# [Data entries]
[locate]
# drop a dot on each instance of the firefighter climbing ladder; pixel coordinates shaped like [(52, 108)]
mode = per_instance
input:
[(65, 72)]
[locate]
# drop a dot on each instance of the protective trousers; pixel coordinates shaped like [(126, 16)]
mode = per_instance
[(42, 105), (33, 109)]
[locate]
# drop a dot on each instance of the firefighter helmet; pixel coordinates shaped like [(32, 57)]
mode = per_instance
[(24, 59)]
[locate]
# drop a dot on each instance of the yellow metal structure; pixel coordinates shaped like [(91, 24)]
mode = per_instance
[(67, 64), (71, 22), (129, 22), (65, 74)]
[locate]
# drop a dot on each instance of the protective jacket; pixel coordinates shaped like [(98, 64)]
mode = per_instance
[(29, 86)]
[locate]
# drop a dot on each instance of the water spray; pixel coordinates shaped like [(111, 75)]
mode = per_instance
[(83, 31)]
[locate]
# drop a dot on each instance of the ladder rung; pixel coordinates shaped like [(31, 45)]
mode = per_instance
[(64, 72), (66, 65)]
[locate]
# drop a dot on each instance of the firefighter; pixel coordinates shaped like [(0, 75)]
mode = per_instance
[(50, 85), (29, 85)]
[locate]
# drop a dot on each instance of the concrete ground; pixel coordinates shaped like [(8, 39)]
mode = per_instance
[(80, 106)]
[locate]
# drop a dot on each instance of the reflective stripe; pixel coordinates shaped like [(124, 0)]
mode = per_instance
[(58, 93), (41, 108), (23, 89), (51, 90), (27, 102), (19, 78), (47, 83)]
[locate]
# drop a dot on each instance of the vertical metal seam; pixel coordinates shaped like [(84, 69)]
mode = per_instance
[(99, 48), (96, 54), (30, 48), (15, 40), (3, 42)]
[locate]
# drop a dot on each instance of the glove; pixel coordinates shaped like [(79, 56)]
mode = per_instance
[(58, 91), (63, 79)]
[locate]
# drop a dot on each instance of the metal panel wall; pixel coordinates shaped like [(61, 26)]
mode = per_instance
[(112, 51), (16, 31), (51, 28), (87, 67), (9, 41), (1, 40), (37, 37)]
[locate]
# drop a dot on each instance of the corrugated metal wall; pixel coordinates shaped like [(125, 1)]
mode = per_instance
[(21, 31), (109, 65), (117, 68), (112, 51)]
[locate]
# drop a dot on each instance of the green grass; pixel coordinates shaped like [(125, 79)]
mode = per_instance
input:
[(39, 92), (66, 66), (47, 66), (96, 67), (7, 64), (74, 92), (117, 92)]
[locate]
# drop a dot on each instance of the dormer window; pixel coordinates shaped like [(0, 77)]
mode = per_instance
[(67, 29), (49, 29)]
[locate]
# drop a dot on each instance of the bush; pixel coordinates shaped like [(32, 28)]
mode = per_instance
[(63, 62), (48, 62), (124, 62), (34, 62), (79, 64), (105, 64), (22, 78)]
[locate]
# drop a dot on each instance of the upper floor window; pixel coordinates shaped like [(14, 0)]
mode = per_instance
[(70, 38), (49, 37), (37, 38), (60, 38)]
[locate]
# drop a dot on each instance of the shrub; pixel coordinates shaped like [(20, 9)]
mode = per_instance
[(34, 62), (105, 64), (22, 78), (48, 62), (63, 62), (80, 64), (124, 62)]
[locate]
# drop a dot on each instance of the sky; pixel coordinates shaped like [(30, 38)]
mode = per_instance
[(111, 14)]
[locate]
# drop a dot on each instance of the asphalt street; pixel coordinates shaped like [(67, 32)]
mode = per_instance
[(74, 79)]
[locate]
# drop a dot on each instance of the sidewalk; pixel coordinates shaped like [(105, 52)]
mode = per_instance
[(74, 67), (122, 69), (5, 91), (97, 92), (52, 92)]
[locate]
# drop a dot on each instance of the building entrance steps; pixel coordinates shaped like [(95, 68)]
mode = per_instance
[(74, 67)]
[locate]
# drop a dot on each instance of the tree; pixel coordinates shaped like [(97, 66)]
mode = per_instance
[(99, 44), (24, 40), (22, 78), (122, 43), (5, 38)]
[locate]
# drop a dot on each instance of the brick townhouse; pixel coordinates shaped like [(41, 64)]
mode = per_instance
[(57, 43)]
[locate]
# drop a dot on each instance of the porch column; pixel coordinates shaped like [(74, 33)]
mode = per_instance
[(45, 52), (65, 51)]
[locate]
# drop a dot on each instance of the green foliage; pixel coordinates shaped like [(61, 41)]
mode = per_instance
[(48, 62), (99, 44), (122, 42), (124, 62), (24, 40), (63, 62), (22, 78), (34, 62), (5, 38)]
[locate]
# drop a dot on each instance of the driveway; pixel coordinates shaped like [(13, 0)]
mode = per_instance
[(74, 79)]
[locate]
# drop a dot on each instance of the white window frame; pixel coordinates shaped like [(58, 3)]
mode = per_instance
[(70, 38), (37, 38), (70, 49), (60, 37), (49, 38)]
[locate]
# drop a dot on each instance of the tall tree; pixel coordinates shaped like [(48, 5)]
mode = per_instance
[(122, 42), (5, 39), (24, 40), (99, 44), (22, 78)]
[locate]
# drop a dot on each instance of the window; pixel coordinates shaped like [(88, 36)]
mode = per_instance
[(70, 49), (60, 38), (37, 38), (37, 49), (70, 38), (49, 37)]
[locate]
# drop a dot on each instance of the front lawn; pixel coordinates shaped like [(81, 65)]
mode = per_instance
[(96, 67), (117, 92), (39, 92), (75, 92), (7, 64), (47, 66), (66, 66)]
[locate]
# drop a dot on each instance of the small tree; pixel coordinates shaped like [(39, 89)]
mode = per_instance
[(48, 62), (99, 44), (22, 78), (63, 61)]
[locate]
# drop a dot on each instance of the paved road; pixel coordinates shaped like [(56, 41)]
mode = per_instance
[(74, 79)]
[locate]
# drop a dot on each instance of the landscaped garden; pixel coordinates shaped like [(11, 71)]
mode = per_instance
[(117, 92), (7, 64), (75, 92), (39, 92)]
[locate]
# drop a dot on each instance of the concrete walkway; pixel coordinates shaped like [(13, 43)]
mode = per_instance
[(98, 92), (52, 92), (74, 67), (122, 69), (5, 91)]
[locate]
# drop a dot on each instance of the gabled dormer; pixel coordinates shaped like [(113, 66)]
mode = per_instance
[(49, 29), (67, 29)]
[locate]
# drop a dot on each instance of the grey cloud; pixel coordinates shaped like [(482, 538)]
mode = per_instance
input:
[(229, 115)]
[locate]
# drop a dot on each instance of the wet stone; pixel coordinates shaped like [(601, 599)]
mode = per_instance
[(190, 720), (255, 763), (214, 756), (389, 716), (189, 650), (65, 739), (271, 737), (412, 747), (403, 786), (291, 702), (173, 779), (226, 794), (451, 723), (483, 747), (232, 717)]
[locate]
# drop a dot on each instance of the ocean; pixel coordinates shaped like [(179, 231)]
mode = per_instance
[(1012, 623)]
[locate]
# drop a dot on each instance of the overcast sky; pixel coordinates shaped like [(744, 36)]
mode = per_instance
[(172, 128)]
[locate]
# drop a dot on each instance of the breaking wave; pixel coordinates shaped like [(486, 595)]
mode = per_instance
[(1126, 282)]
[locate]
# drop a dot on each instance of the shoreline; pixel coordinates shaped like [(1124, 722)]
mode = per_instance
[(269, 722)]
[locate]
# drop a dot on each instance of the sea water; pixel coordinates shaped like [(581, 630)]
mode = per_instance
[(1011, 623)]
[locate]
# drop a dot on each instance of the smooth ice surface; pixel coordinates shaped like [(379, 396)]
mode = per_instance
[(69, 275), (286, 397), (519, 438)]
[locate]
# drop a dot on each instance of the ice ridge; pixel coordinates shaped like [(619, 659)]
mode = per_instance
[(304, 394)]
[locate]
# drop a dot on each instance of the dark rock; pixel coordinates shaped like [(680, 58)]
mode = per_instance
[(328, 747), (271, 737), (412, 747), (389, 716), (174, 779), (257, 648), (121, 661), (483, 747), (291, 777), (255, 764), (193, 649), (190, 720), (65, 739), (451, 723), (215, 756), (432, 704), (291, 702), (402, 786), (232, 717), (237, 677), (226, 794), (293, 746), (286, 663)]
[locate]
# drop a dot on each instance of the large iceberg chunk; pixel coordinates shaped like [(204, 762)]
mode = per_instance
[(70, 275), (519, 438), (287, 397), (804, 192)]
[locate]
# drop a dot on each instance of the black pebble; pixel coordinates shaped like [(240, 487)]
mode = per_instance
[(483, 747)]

...

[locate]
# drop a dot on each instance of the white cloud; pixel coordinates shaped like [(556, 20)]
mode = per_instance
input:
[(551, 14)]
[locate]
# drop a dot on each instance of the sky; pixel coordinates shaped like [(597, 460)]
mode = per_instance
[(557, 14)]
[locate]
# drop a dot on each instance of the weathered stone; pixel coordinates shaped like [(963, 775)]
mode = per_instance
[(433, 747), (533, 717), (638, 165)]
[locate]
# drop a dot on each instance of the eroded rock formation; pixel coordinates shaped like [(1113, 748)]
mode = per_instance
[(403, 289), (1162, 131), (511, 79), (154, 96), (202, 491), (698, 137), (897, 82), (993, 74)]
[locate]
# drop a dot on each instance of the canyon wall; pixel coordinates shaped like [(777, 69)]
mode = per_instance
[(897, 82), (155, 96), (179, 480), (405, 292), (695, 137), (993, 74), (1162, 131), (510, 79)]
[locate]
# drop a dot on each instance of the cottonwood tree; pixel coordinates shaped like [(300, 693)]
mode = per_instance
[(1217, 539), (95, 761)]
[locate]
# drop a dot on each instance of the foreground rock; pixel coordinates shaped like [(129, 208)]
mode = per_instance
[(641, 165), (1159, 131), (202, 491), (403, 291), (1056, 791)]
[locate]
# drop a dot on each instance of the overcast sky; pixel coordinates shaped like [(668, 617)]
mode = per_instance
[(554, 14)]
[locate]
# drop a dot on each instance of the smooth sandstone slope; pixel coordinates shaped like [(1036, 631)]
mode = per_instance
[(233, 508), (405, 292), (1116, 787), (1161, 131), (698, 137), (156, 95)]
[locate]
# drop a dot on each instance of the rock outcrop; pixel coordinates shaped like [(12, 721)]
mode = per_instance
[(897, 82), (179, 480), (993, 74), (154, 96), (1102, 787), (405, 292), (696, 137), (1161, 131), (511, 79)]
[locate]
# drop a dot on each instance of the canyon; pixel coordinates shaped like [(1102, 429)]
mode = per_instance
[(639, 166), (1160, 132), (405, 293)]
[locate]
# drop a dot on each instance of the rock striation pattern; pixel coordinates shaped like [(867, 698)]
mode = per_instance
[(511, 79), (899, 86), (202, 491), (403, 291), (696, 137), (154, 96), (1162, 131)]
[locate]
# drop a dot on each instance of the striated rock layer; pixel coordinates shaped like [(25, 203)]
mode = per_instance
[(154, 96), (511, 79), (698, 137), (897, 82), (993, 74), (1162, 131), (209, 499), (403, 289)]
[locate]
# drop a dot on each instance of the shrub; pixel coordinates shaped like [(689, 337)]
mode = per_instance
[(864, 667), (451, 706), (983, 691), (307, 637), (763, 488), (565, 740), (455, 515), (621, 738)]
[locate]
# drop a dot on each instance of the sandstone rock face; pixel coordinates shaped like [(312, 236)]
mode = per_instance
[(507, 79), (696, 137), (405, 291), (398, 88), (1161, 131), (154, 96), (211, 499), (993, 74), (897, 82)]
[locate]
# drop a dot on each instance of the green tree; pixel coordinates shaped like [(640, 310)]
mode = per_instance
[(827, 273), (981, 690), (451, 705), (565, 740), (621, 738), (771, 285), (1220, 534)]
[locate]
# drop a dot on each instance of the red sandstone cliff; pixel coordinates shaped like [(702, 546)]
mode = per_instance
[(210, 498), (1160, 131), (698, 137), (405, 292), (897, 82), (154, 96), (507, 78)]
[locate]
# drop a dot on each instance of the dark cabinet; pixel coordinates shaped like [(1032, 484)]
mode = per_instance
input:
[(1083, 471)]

# [Task to complete]
Show every line of the listing that contains the word "dark".

# [Answer for the task]
# drop a dot on each instance of the dark rock; pixel coordinates shaped like [(680, 58)]
# drop a dot on each instance of the dark cabinet; pixel coordinates shaped like [(1032, 484)]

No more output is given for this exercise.